Consigne 1:
Affichez toutes les lignes qui contiennent la chaîne « region ».

Extrait choisi:
..........

Et, comment, après quelque satisfaction incomplètement donnée au sentiment public et une première lune de miel à coup sûr, mais bien rapide et passagère, comment n’y aurait-il pas eu guerre profonde et irréconciliable en effet ? Je lis, dans les Recueils divers que des témoins dignes de foi et amis du prince ont publiés de ses vertus, des détails tels que ceux-ci :

« Ce grand prince ne faisait pas seulement sacrifice de son argent, mais encore de sa personne, particulièrement les jours de jeûne qu’il observait dans la dernière exactitude. Il y a quelques années qu’ayant appris que l’on ne devait pas se servir à la collation de riz, épinards, soupes, etc., il prit une résolution qu’il a toujours gardée depuis, de ne prendre le soir que des fruits cuits ou crus, et les jours qu’on lui faisait manger de la viande en carême, il n’usait que des viandes les plus communes, ainsi qu’il me l’a témoigné lui-même. »

Oh ! nous ne sommes plus ici dans les grâces de Virgile ni sous le régime de Fénelon. L’aimable écolier virgilien a fait place, en grandissant, au jeune homme étroit et austère, au pénitent du Père Martineau.

..........

Données fournies:
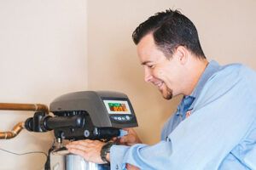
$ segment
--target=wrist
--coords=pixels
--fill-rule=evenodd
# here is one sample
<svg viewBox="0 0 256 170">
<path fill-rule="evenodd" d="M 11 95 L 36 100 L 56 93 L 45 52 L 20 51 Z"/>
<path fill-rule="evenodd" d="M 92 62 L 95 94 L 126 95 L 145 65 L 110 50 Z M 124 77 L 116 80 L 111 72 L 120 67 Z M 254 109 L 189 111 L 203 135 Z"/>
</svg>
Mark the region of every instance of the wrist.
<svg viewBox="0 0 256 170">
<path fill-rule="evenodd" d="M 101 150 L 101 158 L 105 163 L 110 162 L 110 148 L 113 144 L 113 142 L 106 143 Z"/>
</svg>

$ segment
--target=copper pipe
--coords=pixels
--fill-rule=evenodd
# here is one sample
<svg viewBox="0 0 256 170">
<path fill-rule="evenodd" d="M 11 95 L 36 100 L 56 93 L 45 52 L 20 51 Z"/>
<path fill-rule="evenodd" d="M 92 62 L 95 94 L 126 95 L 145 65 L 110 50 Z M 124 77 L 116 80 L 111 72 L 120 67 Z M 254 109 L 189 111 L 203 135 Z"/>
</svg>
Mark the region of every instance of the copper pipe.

..........

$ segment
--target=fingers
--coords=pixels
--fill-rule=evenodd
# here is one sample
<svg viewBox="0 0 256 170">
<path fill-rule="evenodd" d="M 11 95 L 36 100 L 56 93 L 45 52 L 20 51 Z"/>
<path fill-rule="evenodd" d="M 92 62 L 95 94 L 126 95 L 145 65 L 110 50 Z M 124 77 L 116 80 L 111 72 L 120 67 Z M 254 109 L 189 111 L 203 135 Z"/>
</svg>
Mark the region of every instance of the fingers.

..........

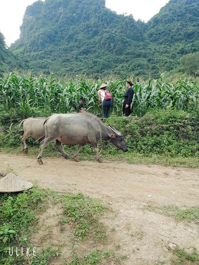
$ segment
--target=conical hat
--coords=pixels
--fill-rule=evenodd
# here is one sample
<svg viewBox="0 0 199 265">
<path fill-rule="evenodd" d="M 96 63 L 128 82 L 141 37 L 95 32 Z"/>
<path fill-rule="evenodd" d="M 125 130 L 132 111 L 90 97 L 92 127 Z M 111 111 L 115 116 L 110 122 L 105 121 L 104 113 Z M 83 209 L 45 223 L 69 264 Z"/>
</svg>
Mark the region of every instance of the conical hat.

..........

Consigne 2:
Citez, dans l'extrait choisi, le passage qui va de « Oh ! nous ne » jusqu'à « du Père Martineau. ».

Résultat de l'exercice 1:
Mark the region of every instance of the wrist.
Mark the region of every instance of the copper pipe.
Mark the region of every instance of the fingers.
Mark the region of every instance of the conical hat.

Résultat de l'exercice 2:
Oh ! nous ne sommes plus ici dans les grâces de Virgile ni sous le régime de Fénelon. L’aimable écolier virgilien a fait place, en grandissant, au jeune homme étroit et austère, au pénitent du Père Martineau.